- WORK INSTRUCTIONS: Start at the line containing "# locate black pickup" and go through the end of the listing, including both ends. Write those lines out again with the requests kept, but scale every point coordinate by 1.15 and round to the nearest whole number, halves up. Leave out the pictures.

- EXTRACTED ENTRIES:

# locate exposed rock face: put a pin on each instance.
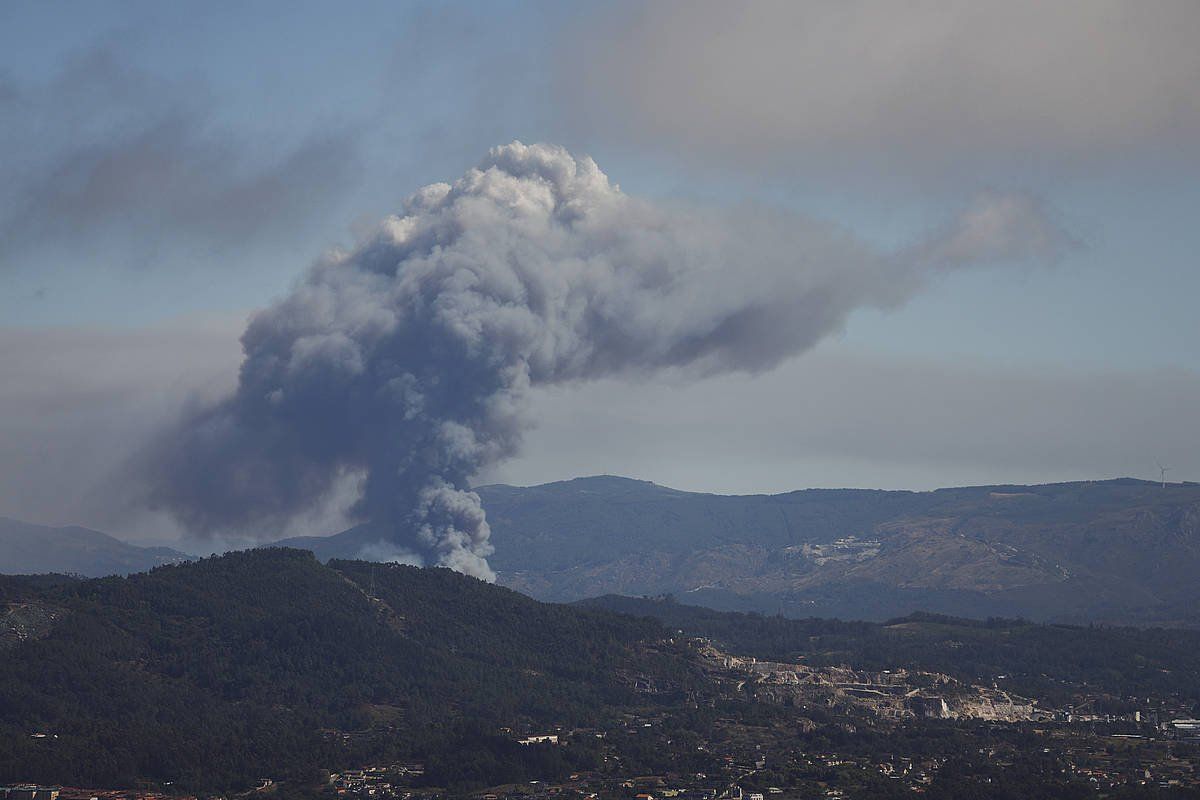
(23, 621)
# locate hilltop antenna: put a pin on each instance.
(1162, 473)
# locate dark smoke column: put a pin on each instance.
(409, 359)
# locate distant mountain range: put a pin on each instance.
(1120, 551)
(27, 548)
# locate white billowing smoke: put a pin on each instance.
(409, 360)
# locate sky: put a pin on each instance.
(169, 169)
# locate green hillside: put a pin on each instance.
(214, 673)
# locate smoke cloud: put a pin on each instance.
(409, 360)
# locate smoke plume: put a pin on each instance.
(408, 361)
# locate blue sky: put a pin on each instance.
(261, 134)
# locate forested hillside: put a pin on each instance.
(268, 662)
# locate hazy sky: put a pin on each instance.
(168, 169)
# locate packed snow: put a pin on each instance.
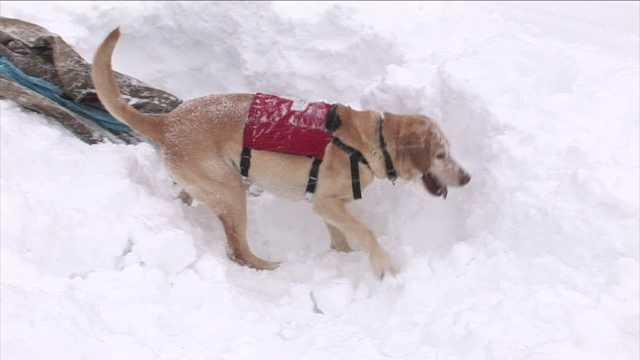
(537, 258)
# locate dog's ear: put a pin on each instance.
(412, 146)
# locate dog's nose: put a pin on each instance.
(465, 179)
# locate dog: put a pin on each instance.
(202, 146)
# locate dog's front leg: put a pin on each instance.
(338, 239)
(335, 213)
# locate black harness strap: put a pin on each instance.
(313, 177)
(388, 163)
(355, 157)
(245, 161)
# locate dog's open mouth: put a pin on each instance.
(434, 185)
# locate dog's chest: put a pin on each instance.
(287, 125)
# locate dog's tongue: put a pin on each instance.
(433, 185)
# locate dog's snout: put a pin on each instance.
(464, 180)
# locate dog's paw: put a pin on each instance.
(254, 262)
(382, 263)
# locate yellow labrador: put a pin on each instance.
(202, 143)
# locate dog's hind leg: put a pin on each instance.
(334, 211)
(228, 200)
(338, 239)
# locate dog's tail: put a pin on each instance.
(111, 98)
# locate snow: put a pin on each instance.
(537, 258)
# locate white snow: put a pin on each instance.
(537, 258)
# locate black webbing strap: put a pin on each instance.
(245, 161)
(355, 157)
(313, 177)
(388, 163)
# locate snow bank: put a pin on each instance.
(536, 258)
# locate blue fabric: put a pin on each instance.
(56, 94)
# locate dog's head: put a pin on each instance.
(422, 151)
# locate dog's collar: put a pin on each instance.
(388, 163)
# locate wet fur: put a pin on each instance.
(201, 141)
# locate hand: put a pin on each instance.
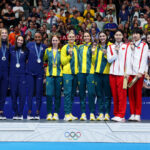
(132, 46)
(70, 51)
(93, 49)
(126, 76)
(139, 75)
(117, 48)
(105, 51)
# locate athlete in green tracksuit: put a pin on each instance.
(103, 91)
(86, 60)
(53, 78)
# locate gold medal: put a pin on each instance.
(54, 65)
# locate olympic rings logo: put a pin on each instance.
(72, 135)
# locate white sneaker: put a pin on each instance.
(100, 117)
(83, 117)
(115, 118)
(30, 117)
(132, 118)
(137, 118)
(92, 117)
(68, 117)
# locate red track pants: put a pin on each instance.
(119, 95)
(135, 96)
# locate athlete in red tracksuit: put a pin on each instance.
(137, 65)
(117, 55)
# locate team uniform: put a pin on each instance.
(35, 72)
(102, 85)
(86, 61)
(18, 60)
(117, 72)
(4, 69)
(70, 70)
(53, 81)
(139, 57)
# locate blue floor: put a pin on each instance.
(71, 146)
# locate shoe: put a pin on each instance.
(132, 118)
(83, 117)
(73, 117)
(15, 117)
(20, 117)
(55, 117)
(30, 117)
(137, 118)
(49, 116)
(68, 117)
(92, 117)
(107, 117)
(115, 118)
(100, 117)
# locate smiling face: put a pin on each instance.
(55, 41)
(87, 37)
(118, 36)
(38, 38)
(20, 41)
(71, 38)
(148, 39)
(102, 37)
(4, 34)
(136, 37)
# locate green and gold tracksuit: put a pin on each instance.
(53, 79)
(86, 62)
(70, 70)
(103, 90)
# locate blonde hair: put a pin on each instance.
(1, 37)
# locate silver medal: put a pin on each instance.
(39, 60)
(17, 65)
(3, 58)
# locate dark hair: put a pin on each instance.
(106, 36)
(38, 33)
(1, 38)
(118, 30)
(137, 31)
(23, 46)
(50, 43)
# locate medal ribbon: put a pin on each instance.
(18, 54)
(38, 53)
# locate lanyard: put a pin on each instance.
(18, 54)
(54, 58)
(103, 47)
(138, 44)
(4, 51)
(38, 53)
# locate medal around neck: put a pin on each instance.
(39, 60)
(17, 65)
(3, 58)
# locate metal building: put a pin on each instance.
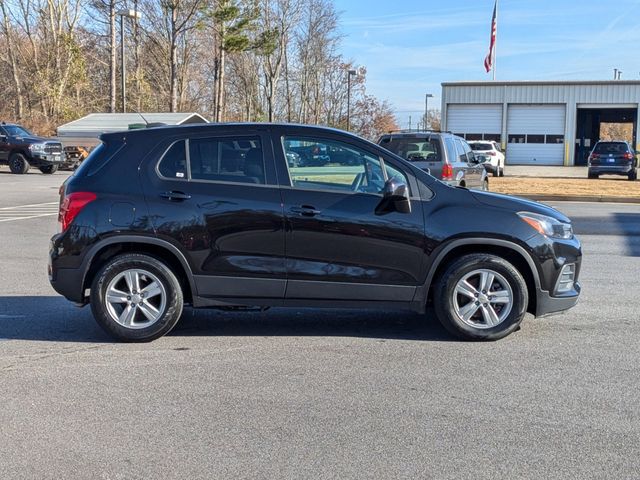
(540, 123)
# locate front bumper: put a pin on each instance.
(611, 169)
(547, 305)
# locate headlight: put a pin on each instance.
(36, 147)
(548, 226)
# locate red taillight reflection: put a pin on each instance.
(72, 205)
(447, 171)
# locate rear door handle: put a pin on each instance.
(305, 210)
(175, 196)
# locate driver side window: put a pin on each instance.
(322, 164)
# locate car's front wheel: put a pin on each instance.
(18, 164)
(136, 298)
(481, 297)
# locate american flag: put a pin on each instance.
(488, 60)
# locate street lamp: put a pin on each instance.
(350, 73)
(426, 110)
(135, 15)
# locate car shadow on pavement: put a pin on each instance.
(53, 319)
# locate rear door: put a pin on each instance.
(338, 246)
(215, 196)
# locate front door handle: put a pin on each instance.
(175, 196)
(305, 210)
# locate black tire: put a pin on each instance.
(18, 164)
(169, 315)
(49, 169)
(444, 297)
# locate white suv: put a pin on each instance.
(494, 162)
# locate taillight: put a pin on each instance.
(72, 205)
(447, 172)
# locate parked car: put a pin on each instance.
(613, 158)
(153, 220)
(20, 149)
(490, 150)
(446, 156)
(74, 155)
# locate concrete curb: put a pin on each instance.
(579, 198)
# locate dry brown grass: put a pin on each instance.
(609, 187)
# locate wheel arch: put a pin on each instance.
(155, 247)
(508, 250)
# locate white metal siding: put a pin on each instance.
(474, 118)
(537, 120)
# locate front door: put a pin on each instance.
(338, 245)
(216, 197)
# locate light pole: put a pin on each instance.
(426, 110)
(135, 15)
(350, 73)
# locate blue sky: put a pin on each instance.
(410, 46)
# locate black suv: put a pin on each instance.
(444, 155)
(613, 158)
(215, 216)
(21, 149)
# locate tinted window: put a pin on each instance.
(481, 147)
(611, 147)
(425, 149)
(332, 165)
(452, 153)
(555, 138)
(238, 160)
(461, 154)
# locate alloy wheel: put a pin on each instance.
(482, 299)
(135, 298)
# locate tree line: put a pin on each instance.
(230, 60)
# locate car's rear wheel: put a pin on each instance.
(481, 297)
(136, 298)
(49, 169)
(18, 164)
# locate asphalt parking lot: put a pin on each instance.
(316, 394)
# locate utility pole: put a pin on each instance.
(135, 15)
(426, 110)
(350, 73)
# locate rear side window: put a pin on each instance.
(415, 149)
(481, 147)
(611, 147)
(215, 159)
(452, 153)
(98, 158)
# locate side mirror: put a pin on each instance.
(395, 197)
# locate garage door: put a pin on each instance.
(535, 134)
(475, 122)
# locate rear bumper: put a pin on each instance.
(611, 169)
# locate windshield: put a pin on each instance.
(414, 149)
(16, 131)
(611, 147)
(481, 147)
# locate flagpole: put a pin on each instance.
(495, 47)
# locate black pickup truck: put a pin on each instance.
(20, 149)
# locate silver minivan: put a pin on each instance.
(444, 155)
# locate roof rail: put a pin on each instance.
(418, 130)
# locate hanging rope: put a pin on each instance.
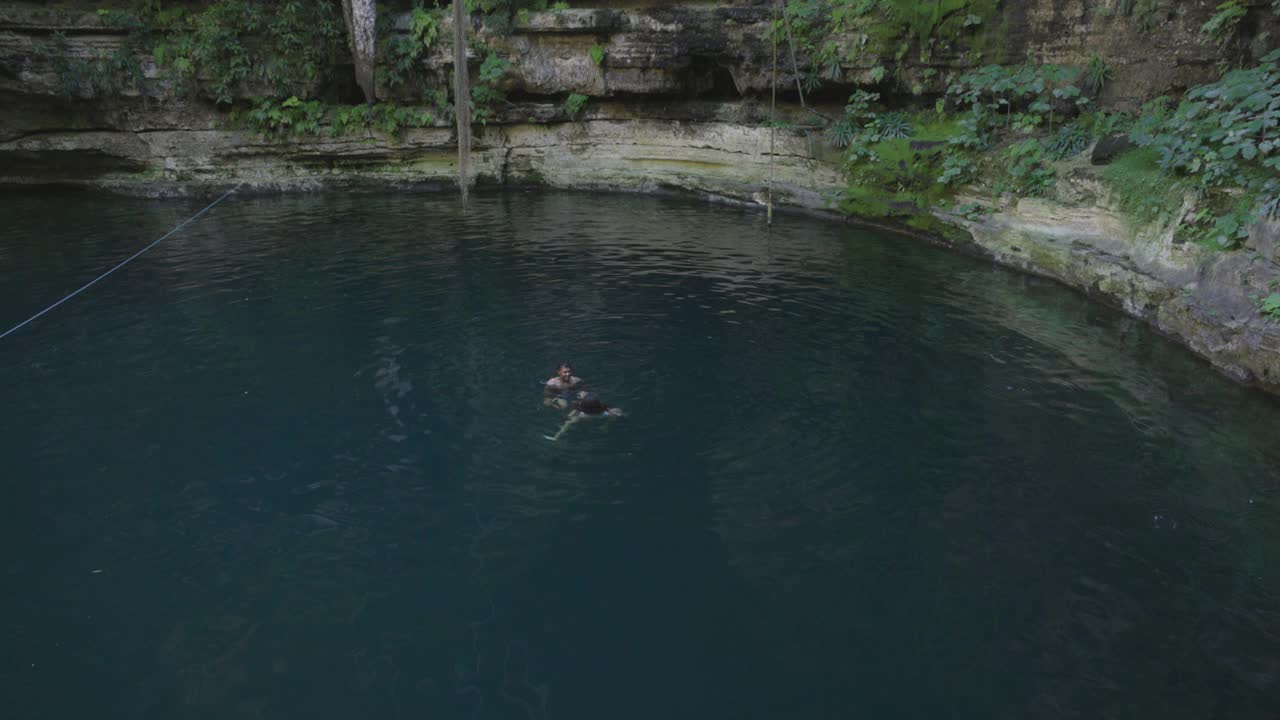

- ANSWER FOR THIS EXERCISE:
# locate black pickup truck: put a pin on each instance.
(23, 171)
# locate silver minivan: put a pin on each instance.
(511, 178)
# locate roof rail: put a pin on each instance.
(481, 150)
# locate hanging rope: put a pin on each instance.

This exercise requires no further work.